» **GOAL**
Lay out the listing as a Markdown table with the columns "Row" and "Line", starting at the first line of the listing and ending at the line that contains "POLYGON ((187 184, 192". Leave out blank lines.
-- start of TASK DATA --
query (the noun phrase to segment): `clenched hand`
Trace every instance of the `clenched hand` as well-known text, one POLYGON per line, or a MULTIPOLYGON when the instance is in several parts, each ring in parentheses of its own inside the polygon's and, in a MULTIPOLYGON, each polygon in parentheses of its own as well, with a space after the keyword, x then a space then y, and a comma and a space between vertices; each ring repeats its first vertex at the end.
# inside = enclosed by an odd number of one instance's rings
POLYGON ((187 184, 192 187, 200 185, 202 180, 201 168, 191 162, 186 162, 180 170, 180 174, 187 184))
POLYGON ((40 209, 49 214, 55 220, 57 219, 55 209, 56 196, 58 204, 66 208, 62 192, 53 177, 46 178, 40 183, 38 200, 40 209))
-- end of TASK DATA --
» **WRITTEN RESPONSE**
| Row | Line |
|---|---|
| 1 | query (the noun phrase to segment): `clenched hand` |
| 2 | Trace every instance of the `clenched hand` as well-known text, one POLYGON per line, or a MULTIPOLYGON when the instance is in several parts, each ring in parentheses of its own inside the polygon's and, in a MULTIPOLYGON, each polygon in parentheses of its own as well, with a space after the keyword, x then a space then y, and a comma and a space between vertices; each ring repeats its first vertex at the end. |
| 3 | # inside = enclosed by an odd number of one instance's rings |
| 4 | POLYGON ((187 184, 192 187, 200 185, 202 180, 201 168, 191 162, 186 162, 180 170, 180 174, 187 184)) |